▽

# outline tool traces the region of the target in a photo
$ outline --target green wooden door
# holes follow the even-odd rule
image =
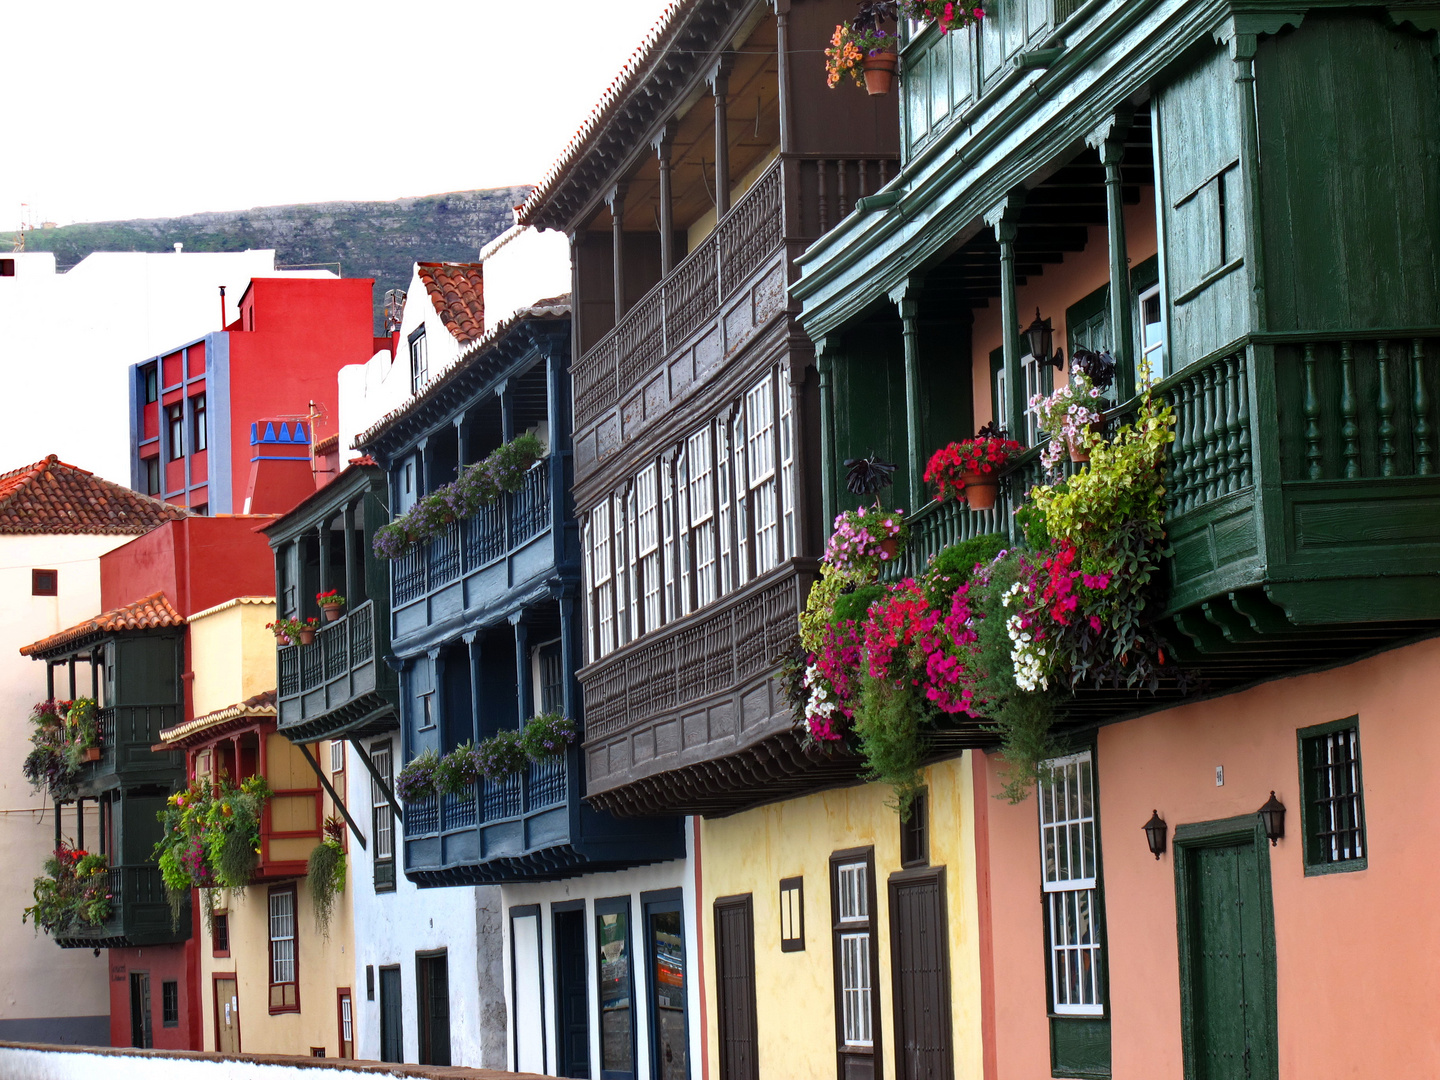
[[[1196,1080],[1276,1075],[1268,890],[1253,841],[1190,856],[1190,1016]],[[1268,866],[1265,868],[1268,872]]]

△

Exercise requirements: Only the lines from the one with "green wooden door" through the last line of the listing belong in your answer; copy them exactly and skip the pictures.

Task response:
$ outline --target green wooden door
# holes follow the even-odd rule
image =
[[[1196,1080],[1276,1075],[1268,890],[1253,841],[1190,856],[1190,1016]],[[1268,866],[1265,868],[1268,872]]]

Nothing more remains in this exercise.